Goal: Output the stretch from the row containing "Target: snow covered ground" through the row containing "column 766, row 227" as a two-column CSV with columns named request and answer, one line per row: its request text and its answer, each in a single quoted field with line breaks replaced by spaces.

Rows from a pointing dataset
>> Start
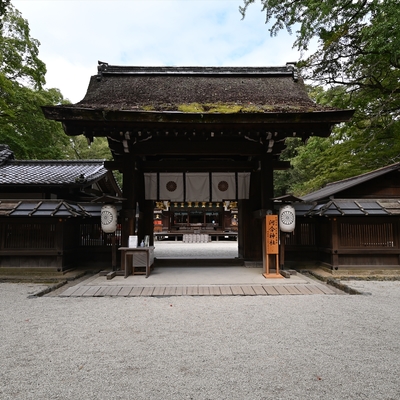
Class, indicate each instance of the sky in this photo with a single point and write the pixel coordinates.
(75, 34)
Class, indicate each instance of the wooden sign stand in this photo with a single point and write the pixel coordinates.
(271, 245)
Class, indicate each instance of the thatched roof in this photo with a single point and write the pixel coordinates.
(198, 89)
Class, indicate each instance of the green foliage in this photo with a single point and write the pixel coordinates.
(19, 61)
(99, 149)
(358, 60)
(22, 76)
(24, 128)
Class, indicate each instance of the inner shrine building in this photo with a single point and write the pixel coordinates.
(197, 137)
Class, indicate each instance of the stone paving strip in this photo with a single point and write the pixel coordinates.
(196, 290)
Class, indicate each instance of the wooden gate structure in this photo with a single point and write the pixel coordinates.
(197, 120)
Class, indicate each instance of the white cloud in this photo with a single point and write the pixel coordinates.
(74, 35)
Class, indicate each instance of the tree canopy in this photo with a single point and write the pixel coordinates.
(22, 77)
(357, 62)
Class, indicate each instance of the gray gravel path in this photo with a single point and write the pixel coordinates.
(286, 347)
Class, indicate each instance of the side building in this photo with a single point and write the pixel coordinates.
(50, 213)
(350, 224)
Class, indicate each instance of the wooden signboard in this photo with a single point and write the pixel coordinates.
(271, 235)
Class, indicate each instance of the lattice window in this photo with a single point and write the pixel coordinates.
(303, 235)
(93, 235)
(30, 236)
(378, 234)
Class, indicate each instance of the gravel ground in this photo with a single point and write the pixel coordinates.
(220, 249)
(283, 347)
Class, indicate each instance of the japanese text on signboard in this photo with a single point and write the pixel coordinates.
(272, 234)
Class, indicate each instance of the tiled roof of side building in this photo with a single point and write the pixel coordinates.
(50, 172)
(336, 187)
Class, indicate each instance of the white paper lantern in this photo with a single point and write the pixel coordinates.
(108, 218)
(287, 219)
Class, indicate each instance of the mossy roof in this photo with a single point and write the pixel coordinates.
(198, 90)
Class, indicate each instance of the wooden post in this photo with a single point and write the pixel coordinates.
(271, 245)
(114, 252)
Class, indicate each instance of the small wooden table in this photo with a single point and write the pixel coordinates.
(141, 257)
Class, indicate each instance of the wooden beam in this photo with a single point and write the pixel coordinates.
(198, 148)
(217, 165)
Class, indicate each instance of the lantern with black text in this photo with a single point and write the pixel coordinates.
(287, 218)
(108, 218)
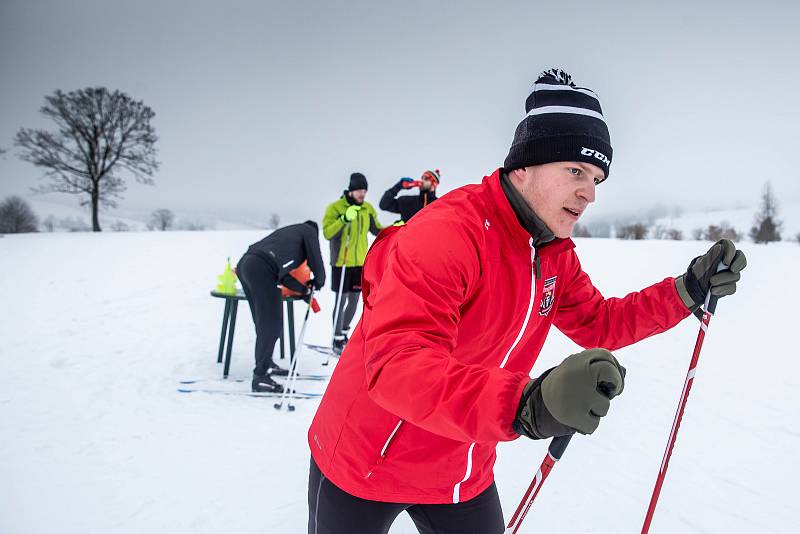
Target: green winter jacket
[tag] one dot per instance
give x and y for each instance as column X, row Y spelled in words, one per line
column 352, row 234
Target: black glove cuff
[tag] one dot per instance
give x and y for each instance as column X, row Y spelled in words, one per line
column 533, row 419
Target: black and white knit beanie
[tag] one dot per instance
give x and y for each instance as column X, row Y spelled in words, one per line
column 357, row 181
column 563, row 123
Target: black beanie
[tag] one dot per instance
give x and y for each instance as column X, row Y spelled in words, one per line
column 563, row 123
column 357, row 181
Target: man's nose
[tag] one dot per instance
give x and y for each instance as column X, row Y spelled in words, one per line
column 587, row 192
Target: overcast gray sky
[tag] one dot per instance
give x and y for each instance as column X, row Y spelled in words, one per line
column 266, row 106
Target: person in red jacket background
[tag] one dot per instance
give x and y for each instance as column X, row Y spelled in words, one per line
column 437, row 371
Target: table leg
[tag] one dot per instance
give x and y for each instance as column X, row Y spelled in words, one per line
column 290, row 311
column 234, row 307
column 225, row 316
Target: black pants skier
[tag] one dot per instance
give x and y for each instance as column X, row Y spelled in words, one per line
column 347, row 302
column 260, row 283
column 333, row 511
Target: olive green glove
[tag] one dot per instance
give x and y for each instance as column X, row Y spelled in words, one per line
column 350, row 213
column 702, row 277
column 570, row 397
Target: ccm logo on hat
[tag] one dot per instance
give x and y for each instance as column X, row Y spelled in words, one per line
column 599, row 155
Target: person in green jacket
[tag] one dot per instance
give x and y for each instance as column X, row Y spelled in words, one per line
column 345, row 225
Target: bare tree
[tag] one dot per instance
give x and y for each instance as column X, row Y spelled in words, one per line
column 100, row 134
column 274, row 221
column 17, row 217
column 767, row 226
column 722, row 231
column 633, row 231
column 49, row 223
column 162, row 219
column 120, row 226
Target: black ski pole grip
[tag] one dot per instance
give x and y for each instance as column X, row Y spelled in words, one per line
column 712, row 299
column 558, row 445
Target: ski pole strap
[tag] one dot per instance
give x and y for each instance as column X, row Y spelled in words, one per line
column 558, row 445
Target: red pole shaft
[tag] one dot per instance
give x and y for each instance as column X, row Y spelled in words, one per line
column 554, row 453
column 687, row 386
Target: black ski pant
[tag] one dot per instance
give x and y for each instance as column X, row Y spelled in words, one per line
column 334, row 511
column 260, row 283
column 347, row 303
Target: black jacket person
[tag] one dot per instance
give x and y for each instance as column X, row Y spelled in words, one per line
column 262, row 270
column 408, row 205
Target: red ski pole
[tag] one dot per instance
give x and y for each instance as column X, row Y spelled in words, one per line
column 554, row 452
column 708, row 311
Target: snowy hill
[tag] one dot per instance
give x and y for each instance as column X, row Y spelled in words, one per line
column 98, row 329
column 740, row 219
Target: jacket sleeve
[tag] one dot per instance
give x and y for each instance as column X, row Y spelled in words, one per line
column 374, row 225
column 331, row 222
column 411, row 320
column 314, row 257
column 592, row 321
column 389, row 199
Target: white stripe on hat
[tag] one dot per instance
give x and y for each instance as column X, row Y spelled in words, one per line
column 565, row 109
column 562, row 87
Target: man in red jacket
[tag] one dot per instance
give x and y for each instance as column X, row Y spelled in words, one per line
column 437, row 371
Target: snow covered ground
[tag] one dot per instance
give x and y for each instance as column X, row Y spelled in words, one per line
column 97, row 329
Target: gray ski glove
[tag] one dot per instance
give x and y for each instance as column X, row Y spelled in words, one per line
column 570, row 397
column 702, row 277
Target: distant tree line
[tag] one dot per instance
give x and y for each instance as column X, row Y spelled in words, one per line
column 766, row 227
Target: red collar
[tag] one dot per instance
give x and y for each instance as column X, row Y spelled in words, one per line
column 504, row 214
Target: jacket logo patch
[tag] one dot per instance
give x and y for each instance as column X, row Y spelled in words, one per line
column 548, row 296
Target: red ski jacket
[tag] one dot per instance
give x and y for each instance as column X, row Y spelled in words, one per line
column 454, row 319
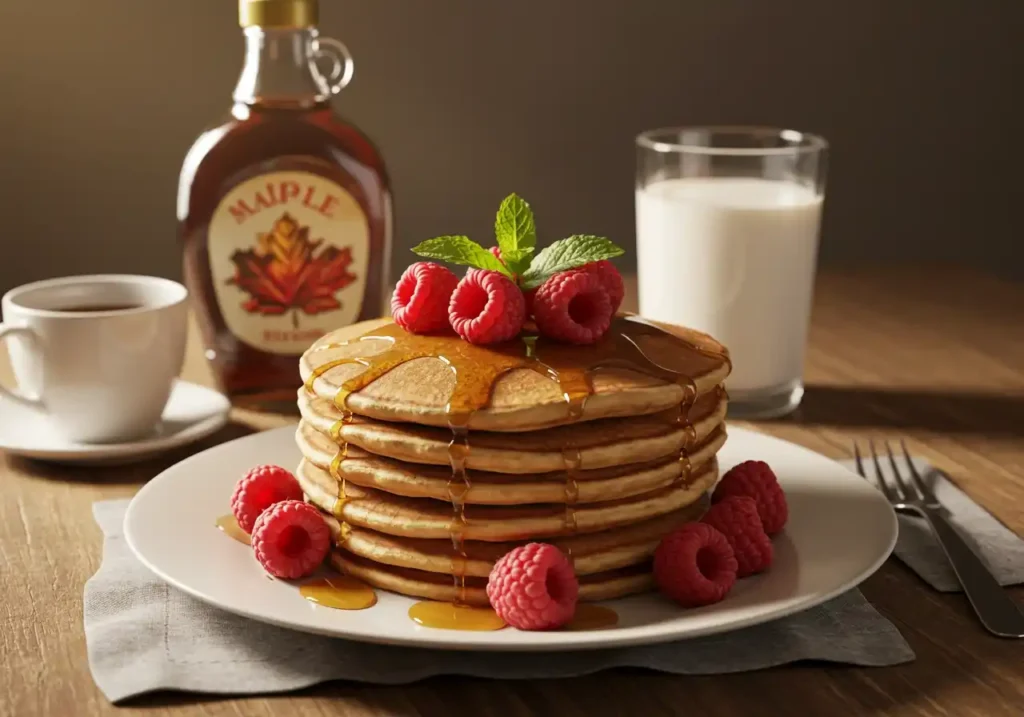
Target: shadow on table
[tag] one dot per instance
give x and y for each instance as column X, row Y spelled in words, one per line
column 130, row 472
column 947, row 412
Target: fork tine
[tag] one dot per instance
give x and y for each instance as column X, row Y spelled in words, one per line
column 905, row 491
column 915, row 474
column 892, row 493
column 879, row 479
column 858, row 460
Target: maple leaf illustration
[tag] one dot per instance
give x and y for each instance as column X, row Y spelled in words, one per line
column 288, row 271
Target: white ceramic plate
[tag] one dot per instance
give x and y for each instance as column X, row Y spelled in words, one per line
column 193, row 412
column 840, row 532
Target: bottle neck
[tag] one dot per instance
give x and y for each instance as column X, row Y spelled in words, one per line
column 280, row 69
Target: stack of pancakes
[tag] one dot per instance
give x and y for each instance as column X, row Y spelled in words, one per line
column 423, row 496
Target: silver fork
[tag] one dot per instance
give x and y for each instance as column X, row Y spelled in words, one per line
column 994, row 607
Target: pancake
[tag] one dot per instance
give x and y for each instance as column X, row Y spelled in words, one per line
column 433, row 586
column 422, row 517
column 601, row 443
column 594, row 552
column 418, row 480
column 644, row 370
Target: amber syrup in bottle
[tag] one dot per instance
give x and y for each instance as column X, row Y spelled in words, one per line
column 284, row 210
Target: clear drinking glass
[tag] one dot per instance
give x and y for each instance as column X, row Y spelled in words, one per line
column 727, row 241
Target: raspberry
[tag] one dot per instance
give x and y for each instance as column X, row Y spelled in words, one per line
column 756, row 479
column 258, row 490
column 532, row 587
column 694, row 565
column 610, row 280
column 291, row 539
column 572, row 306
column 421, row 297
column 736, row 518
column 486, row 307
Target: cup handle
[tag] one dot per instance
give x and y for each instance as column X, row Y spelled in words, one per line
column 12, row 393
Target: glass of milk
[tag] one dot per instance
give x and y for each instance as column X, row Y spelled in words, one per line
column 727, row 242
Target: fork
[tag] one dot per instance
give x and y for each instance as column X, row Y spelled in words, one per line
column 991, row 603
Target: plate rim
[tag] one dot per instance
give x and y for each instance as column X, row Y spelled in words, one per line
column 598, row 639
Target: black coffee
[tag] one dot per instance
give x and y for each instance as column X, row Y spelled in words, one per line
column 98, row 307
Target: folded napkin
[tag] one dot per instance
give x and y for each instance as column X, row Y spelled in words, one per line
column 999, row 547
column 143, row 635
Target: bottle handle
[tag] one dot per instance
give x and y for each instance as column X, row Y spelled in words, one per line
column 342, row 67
>> End
Solution:
request,answer
"Target: snow covered ground [tag] one dot per instance give x and y for each instance as column X, row Y spelled in words, one per line","column 97, row 329"
"Target: gray ski glove [tag] one dot per instance give x and y for each instance as column X, row Y spelled in words, one per line","column 570, row 397 column 702, row 277"
"Target: distant tree line [tag] one dot per instance give x and y for each instance as column X, row Y spelled in words, one per line","column 766, row 227"